**TASK REQUIREMENTS:** Present every line of the records below as a numbered list, omitting any blank lines.

══════════

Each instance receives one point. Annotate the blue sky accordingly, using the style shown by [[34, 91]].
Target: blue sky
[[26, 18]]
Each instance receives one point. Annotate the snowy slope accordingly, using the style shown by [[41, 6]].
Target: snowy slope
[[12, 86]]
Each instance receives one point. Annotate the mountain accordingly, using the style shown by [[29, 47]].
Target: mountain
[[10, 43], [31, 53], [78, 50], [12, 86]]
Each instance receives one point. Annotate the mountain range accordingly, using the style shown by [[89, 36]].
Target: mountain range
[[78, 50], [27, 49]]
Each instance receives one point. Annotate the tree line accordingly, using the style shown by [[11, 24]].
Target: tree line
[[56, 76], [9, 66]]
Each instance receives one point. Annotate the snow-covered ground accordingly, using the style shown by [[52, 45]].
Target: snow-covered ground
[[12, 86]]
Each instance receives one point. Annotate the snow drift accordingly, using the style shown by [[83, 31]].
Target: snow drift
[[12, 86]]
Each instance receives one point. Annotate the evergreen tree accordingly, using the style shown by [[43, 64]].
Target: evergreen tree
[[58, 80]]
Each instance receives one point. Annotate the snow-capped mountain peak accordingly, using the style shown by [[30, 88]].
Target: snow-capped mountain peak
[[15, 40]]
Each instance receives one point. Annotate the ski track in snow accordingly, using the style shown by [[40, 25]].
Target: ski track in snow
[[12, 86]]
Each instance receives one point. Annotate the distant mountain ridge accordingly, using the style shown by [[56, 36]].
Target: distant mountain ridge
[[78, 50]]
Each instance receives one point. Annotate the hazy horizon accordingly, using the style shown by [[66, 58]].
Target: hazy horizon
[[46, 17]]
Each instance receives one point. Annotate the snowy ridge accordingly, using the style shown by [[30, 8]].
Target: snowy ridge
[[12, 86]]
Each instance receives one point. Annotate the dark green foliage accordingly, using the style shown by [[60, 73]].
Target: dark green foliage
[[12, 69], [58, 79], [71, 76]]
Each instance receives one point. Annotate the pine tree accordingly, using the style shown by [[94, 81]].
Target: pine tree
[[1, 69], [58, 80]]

══════════

**RESULT:**
1. Each instance receives one point. Annotate the blue sky accordingly, using the style shown by [[34, 91]].
2. Target: blue sky
3. [[26, 18]]
4. Each instance receives one point. Annotate the snowy slope accordingly, using the style shown by [[41, 6]].
5. Target: snowy slope
6. [[12, 86]]
7. Each instance receives one point. Annotate the mountain accordingly, using the style shown by [[29, 47]].
8. Target: mountain
9. [[10, 43], [31, 53], [78, 50], [12, 86]]
10. Each instance receives one point. Annotate the mountain range accordingly, using the style shown by [[89, 36]].
11. Target: mountain range
12. [[78, 50], [27, 49]]
13. Each instance receives one point. Annotate the tree line accordingly, using the style shown by [[11, 24]].
14. Target: tree line
15. [[56, 76], [9, 66]]
16. Each instance receives one point. Annotate the snow-covered ground accordingly, using the style shown by [[52, 45]].
17. Target: snow-covered ground
18. [[12, 86]]
19. Each instance receives one point. Annotate the snow drift accordingly, using the style shown by [[83, 31]].
20. Target: snow drift
21. [[12, 86]]
22. Each instance receives one point. Annotate the evergreen tree accordingly, using the style shown by [[43, 64]].
23. Target: evergreen tree
24. [[58, 80]]
25. Each instance receives one point. Annotate the snow-capped mountain peak accordingly, using the style shown by [[30, 88]].
26. Target: snow-capped mountain peak
27. [[15, 40]]
28. Each instance receives one point. Annotate the ski track in snow accordingly, using the style shown by [[40, 25]].
29. Target: ski track in snow
30. [[12, 86]]
31. Each instance receives one point. Annotate the distant mountain ridge accordingly, using the style shown by [[56, 36]].
32. Target: distant mountain ridge
33. [[78, 50]]
34. Each instance receives one point. Annotate the hazy horizon accordingly, using the style shown by [[66, 58]].
35. Target: hazy horizon
36. [[46, 17]]
37. Each instance receives one point. Annotate the snowy ridge accordingly, using the style shown by [[30, 8]].
38. Target: snowy ridge
39. [[12, 86]]
40. Each instance receives one point. Annotate the dark green foliage accordingly, using the style shown by [[60, 73]].
41. Target: dark green foliage
42. [[12, 69], [58, 79], [71, 76]]
43. Each instance receives one point. Annotate the pine tree accordingly, using the style shown by [[94, 81]].
44. Target: pine tree
45. [[1, 69], [58, 80]]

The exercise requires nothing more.